• [Supplied text]:
With that said....some history,
At the moment I have a 29 gallon set up, getting ready to set up a 180 gallon inwall. This little tank has been running in its present form for about 16 months. We moved to Kansas from Portland OR Sept '05. I brought my live rock, some corals and even a few snails in a cooler with an airstone all the way from Oregon...3 day trip, with kids, dogs, a cat and a small uhaul trailer with things we would need before the moving van got here.... I got it re-set back up immediately upon arriving. Everything did amazingly well. Over the course of the last year the tank has had to be moved 2 times... to a duplex (while we were building a house) and then again when the house was finished last July '06. I had absolutely NO PROBLEMS whatsoever with these moves... I moved them complete from take down to set up within 1 hour each time..
My inhabitants are: 2 Ocellaris clowns, 1 sixline wrasse, 1 cleaner shrimp, many nassarius snails, many cerith snails, various blue leg hermits, 5 scarlet reef hermits, 4 giant ceriths, ...
Corals include: 1 15 inch GBTA, this thing is huge... many fuzzy green mushrooms, 1 frogspawn, 1 hammer( my very first LPS coral way back in 2004 in Oregon) , 1 finger leather, 3 lime green ricordia, red mushrooms, various zoos, large crop of anthelia, I am sure I have forgotten something, but you get the idea.
I have a CPR bak pak, 1 MJ 1200 with a hydor flow thing, 1 MJ 900, and a hang on filter used ONLY for carbon and flow. Lighting consists of 175 metal halide 14000 k and 24 watts of T5 actinic.
This tank has done extremely well until just recently. I usually do a couple of 4-5 gallon water changes twice a month, but for the last few months I have to admit, I did not get them done as well as I should. I also have not been testing for anything other than PH and SG. I also, had a flatwrom infestation that I just recently hopefully won. I kept blowing and siphoning them, and finally about 3 weeks ago, they were down to a level where I thought I could treat with flatworm exit. I did, this and waited the amount of time, before adding carbon, and doing a large water change. Nothing except the flatworms was affected.

• [Extracted information]:
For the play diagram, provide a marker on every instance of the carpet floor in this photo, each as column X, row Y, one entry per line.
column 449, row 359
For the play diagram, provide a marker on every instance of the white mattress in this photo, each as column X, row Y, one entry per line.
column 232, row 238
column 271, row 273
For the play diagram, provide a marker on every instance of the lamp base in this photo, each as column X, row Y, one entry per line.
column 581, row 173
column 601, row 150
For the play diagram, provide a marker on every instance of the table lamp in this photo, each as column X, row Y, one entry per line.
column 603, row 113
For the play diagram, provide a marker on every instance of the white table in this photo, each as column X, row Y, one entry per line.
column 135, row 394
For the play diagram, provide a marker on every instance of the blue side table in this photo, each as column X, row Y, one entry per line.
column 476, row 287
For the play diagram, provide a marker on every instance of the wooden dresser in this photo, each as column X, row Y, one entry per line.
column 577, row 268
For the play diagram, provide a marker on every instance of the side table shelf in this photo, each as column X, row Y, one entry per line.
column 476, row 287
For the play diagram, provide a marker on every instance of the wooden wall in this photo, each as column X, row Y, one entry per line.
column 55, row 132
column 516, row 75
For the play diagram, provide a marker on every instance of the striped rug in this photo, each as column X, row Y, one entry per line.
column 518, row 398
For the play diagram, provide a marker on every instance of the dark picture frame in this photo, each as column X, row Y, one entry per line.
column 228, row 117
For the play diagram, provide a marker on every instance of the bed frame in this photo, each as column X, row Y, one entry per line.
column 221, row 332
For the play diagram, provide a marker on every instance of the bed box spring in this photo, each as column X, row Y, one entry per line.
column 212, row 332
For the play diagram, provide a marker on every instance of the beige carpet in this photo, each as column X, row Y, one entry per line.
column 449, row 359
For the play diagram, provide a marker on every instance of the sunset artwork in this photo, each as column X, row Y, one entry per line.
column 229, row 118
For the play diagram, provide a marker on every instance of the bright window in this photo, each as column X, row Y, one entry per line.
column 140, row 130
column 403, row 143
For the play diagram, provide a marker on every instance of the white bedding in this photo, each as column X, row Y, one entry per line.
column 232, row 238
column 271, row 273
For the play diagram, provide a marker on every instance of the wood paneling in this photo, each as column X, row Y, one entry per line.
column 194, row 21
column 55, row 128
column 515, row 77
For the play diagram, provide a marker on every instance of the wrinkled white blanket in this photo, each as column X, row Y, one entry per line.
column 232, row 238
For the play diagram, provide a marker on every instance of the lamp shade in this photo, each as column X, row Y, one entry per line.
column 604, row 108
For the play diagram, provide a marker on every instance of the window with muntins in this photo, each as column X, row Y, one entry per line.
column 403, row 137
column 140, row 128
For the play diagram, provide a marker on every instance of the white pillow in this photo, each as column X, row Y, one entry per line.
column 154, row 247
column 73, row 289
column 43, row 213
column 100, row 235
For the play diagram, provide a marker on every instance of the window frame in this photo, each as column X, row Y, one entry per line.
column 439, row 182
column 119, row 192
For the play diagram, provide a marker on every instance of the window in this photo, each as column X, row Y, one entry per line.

• [Complete the following]:
[A] Turn the paragraph of the reef tank post that begins "I have a CPR bak pak" into a short list that keeps its main facts.
[B] Pull out the reef tank post's wording from "My inhabitants are: 2" up to and including "giant ceriths, ...", word for word.

• [Expected answers]:
[A]
- CPR bak pak
- 1 MJ 1200 with a hydor flow thing
- 1 MJ 900
- Hang-on filter used only for carbon and flow
- Lighting: 175 metal halide at 14000 K plus 24 watts of T5 actinic

[B]
My inhabitants are: 2 Ocellaris clowns, 1 sixline wrasse, 1 cleaner shrimp, many nassarius snails, many cerith snails, various blue leg hermits, 5 scarlet reef hermits, 4 giant ceriths, ...